ENTRIES SUPPLIED:
::::::
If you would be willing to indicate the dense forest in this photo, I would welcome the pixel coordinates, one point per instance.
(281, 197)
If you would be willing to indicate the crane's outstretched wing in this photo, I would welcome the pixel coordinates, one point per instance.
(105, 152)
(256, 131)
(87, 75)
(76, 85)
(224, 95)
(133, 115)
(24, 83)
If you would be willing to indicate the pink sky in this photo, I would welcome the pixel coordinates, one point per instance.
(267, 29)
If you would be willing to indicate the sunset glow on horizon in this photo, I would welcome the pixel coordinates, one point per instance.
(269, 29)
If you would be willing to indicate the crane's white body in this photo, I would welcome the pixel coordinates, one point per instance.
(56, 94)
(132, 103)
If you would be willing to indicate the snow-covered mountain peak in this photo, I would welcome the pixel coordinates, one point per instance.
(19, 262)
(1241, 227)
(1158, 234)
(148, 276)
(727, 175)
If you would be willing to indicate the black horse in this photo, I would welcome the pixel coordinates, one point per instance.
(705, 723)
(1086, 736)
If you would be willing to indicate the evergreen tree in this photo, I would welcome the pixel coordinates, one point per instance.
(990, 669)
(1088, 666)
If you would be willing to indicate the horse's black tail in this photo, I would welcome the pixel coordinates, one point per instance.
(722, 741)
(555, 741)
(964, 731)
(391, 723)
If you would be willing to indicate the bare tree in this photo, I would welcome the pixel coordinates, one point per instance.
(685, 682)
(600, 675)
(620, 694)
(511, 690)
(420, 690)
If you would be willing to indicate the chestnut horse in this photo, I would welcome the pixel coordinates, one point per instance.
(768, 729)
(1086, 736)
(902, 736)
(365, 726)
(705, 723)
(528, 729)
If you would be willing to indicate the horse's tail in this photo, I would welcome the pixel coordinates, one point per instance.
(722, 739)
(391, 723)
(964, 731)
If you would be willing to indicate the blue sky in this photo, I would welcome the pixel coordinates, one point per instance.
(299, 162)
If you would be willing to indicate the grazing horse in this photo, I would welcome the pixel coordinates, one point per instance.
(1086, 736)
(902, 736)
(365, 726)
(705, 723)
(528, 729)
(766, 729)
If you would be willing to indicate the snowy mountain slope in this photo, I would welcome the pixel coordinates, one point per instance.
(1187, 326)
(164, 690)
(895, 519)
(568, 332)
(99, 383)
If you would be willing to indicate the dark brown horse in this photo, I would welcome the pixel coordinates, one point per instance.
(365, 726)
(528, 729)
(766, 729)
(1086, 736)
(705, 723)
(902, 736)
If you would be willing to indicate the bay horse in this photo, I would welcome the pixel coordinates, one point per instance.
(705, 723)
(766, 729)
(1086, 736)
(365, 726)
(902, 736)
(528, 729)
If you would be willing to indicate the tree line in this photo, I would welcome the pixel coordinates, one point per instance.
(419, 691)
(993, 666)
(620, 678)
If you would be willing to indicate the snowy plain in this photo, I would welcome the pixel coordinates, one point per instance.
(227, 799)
::::::
YOUR OBJECTIVE:
Quote all of the entries exactly as they appear.

SOLUTION TO THIS EXERCISE:
If you would be willing to indicate the dense forest in this photo, I would welcome the pixel coordinates, one point per instance.
(281, 197)
If you would be willing to indicate the crane's outstretched wing in this photo, I would welcome the pixel coordinates, one point per instance.
(105, 152)
(256, 131)
(87, 75)
(76, 85)
(224, 95)
(133, 115)
(24, 83)
If you would be willing to indicate the pink sky in this photo, I would welcome the pixel coordinates, one point per instance.
(267, 29)
If you would be willing to indicate the sunset glow on horizon in this photo, I would welcome the pixel coordinates, one point per instance.
(269, 29)
If you would be willing to indicate the crane's white body in this photo, I would welcome the pixel coordinates, one point per instance.
(56, 94)
(132, 103)
If you would be willing to indicate the snow-covered mountain peak in this photo, I would welcome the pixel coordinates, one point per instance.
(19, 262)
(1241, 227)
(1158, 234)
(148, 276)
(727, 175)
If you would be willing to indicate the black horse in this photo, I would welcome the pixel coordinates, one point per instance.
(705, 723)
(1086, 736)
If you would be willing to indicate the evergreen tree in this photo, I would welcome the pixel coordinates, one point per instance.
(990, 669)
(1088, 666)
If you would be willing to indicate the horse's black tail in this photo, I would welcome the pixel coordinates, one point per instance.
(722, 741)
(555, 741)
(964, 731)
(391, 723)
If you would be willing to indicate the bare tree in this photo, I would welcome the pixel coordinates, one point per instance.
(685, 682)
(600, 675)
(620, 694)
(511, 690)
(420, 690)
If you would be willing to indicate the chestnut horse in this photo, I would welcome the pixel coordinates, one point per instance.
(768, 729)
(1086, 736)
(902, 736)
(365, 726)
(705, 723)
(528, 729)
If you would be willing to indicate the horse's tail in this photo, I would welcome the pixel coordinates, one point per instance.
(722, 739)
(391, 723)
(964, 731)
If you would be willing to indicate the blue sky in this photo, I would welcome the pixel coordinates, one point per instance.
(299, 162)
If you would be willing to indicate the grazing horse in this photo, I would welcome the pixel coordinates, one point per instance.
(1086, 736)
(902, 736)
(365, 726)
(705, 723)
(528, 729)
(766, 729)
If you would be willing to indicate the snowy mountain slope in this photo, I would welcome the pixel coordinates, one point per instance.
(1187, 326)
(164, 690)
(895, 519)
(568, 332)
(99, 383)
If you would be willing to indicate the dark brown horse in this photo, I would welcome the pixel coordinates, one point per instance.
(365, 726)
(528, 729)
(766, 729)
(1086, 736)
(705, 723)
(902, 736)
If you would be willing to indicate the bay horse in this photo, I would welcome the pixel coordinates, one point per instance.
(705, 723)
(766, 729)
(1086, 736)
(365, 726)
(902, 736)
(528, 729)
If you would be willing to indicate the tree line in this photo, I would welcome the pixel coordinates, one point per instance.
(419, 691)
(993, 666)
(620, 678)
If you would be willing to indicate the snowy plain in this photo, I would welcome the pixel coordinates, one point per instance.
(227, 799)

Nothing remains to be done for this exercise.